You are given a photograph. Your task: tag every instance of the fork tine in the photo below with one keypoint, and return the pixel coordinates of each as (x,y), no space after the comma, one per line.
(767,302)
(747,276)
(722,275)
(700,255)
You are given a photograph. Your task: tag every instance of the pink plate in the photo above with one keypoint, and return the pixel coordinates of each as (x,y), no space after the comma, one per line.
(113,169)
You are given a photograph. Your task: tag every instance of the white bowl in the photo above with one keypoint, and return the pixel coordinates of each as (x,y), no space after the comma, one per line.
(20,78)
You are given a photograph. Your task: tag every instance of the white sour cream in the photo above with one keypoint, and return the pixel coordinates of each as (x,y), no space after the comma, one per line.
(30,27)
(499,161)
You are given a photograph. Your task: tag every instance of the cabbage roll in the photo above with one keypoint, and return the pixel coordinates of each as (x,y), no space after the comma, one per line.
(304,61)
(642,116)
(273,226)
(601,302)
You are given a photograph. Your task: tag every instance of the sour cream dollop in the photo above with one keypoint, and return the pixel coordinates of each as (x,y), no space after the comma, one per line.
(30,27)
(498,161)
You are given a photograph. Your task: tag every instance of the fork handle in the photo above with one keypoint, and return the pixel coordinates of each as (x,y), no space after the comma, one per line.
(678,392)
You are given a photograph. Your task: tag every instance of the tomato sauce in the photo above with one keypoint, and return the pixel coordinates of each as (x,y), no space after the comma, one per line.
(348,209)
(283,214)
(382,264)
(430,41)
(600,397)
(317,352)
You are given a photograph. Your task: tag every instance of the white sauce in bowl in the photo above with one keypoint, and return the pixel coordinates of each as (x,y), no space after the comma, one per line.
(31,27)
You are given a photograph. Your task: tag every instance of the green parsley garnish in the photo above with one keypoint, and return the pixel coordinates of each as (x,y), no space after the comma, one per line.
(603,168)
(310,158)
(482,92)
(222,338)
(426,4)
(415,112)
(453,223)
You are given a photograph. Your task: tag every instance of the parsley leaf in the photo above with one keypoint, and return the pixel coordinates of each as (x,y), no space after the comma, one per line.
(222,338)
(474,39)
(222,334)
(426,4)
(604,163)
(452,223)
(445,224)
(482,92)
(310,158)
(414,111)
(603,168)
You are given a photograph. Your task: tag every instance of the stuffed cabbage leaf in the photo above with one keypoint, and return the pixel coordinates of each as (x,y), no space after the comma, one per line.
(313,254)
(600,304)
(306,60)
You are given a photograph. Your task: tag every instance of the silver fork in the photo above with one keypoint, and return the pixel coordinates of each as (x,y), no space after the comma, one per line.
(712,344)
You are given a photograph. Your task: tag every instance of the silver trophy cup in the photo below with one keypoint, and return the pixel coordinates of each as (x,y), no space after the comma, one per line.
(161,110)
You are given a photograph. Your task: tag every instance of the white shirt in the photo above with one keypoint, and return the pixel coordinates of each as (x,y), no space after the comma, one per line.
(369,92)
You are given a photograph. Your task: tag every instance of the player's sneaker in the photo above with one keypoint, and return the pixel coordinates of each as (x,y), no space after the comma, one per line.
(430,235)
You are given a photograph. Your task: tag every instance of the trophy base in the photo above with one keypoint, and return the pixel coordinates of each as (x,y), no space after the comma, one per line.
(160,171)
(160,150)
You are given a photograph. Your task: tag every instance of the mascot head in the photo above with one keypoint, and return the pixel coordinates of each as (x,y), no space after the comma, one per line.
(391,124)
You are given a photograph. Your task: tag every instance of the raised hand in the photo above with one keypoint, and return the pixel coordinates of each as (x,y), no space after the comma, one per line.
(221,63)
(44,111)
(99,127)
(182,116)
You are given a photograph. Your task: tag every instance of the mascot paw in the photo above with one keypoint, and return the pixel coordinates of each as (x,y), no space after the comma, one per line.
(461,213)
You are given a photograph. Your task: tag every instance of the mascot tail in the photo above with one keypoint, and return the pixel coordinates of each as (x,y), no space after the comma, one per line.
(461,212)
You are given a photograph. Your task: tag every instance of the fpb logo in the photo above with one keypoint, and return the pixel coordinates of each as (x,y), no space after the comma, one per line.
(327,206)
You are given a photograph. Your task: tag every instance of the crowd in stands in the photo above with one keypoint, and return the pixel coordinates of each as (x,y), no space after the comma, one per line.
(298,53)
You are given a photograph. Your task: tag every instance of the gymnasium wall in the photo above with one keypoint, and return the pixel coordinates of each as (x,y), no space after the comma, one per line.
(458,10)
================================
#### [WRITTEN EXERCISE]
Every line of the material must be returned exactly as it appears.

#### [THE RESPONSE]
You are given a photograph. Your task: tag every instance of the fork tine in the photo below with one keypoint, and return the pixel coordinates of each as (x,y), no space after the comma, one per line.
(767,302)
(747,276)
(722,275)
(700,255)
You are given a photograph. Your task: tag every instance of the pink plate in the photo above with one keypoint, and return the pixel coordinates of each as (x,y), no space after the comma, one per line.
(113,169)
You are given a photograph. Your task: tag every instance of the white bowl in the photo above with one keypoint, and return the pixel coordinates of each as (x,y), no space after the comma, one per line.
(20,78)
You are given a photograph. Your task: tag every instance of the white sour cream in the photo above with one keypoint, and return the pixel coordinates of each as (x,y), no space after the comma, one per line.
(30,27)
(499,161)
You are given a photograph. Your task: tag every instance of the cabbage roll in the photo above with one keypoint, and return the pixel coordinates of each as (x,y), no space after the comma, one per line.
(304,61)
(642,116)
(273,226)
(601,302)
You are given a photograph. Your task: tag every instance of the sour cream dollop in the photo above with one keypoint, and return the pixel coordinates of each as (x,y), no space after the comma, one per line.
(30,27)
(498,161)
You are given a photograph. Your task: tag every instance of the fork handle in the photo above with one keypoint, and return the pixel coordinates of each as (x,y), no space after the comma, one per line.
(678,392)
You are given a photograph. Your task: tag every instance of the tomato sauce in the photo above with one keypoint, and return the pixel coordinates of each as (x,y), no space after the comma, one per line.
(348,209)
(283,214)
(382,264)
(430,41)
(600,397)
(317,352)
You are given a photograph. Your task: tag every instance of the white sauce in bowl in the photo above with one keypoint, and return the pixel coordinates of each as (x,y), no space after the comma, one per line.
(31,27)
You are given a photograph. Your task: tag every instance of the green parsley garnish in the photo above with one keypoint, and return the pixel coordinates of each as (x,y), no space after the comma, one per line.
(603,168)
(310,158)
(482,92)
(222,338)
(426,4)
(415,112)
(453,223)
You are given a photograph. Your task: tag every instance of the parsley leaf in the photo above with one keypoint, and return the pixel coordinates of each as (x,y), no space after the comma, one per line.
(222,338)
(474,39)
(222,334)
(426,4)
(604,163)
(452,223)
(445,224)
(482,92)
(310,158)
(414,111)
(603,168)
You are given a photograph. Your task: tag every instance of the stuffed cabbage leaf in the photo above with one keypoint, and return the pixel coordinates of each as (x,y), no space after the comma, one per line.
(313,254)
(600,304)
(306,60)
You are given a photograph. Your task: tag every instance of the silver fork in the photo above with one keypoint, and return the pixel coordinates of each as (x,y), no space after the comma, one per line.
(712,344)
You are given a photograph. Your task: tag every instance of the silver trophy cup in the photo below with one keypoint, and return the pixel coordinates of each as (x,y), no space after the comma, one per line.
(161,110)
You are given a photograph. Your task: tag every instance of the white shirt in the photo above with one keypoint, and return the pixel coordinates of each as (x,y), no space after the comma, one per line.
(369,92)
You are given a photograph. Your task: tag every instance of the player's sneaker in the photo above with one keypoint, and return the pixel coordinates of each as (x,y), no space after the comma, one per line.
(430,235)
You are given a photograph. Your task: tag every instance of the trophy base in the photo above with one keypoint, and return the pixel coordinates of each as (x,y), no space after the comma, one per line.
(160,171)
(160,150)
You are given a photograph. Your task: tag every instance of the mascot head in the photo above with one keypoint, and return the pixel coordinates of each as (x,y), no space after the comma, one per line.
(391,124)
You are given a photograph. Your task: tag every instance of the raised hand in the photo above with one keypoint, and return the pixel coordinates of each as (x,y), no space after the comma, one per line.
(221,63)
(44,111)
(99,127)
(182,116)
You are given a photograph. Your task: tag every instance of the mascot paw in the photo above with one keypoint, and return the pixel coordinates of each as (x,y), no space after the comma, one per line.
(461,213)
You are given a photograph. Your task: tag every instance of the mascot tail in the photo above with one keypoint, and return the pixel coordinates of each as (x,y), no space after the comma, one per line.
(461,212)
You are given a photograph. Your task: tag every instance of the fpb logo in the photo above with one keypoint, and return the pixel coordinates of each as (x,y), no space after the comma, one per line.
(327,206)
You are given a photograph. Your task: tag every instance of the crowd in stands in the photo above with one keypoint, and return the pixel coordinates of each as (x,y), no space after the comma, one per line.
(298,53)
You are given a photograph. Your task: tag every instance of the gymnasium wall in the photo above with one keypoint, and return the pixel coordinates of each as (x,y), no space after the comma, one per line.
(458,10)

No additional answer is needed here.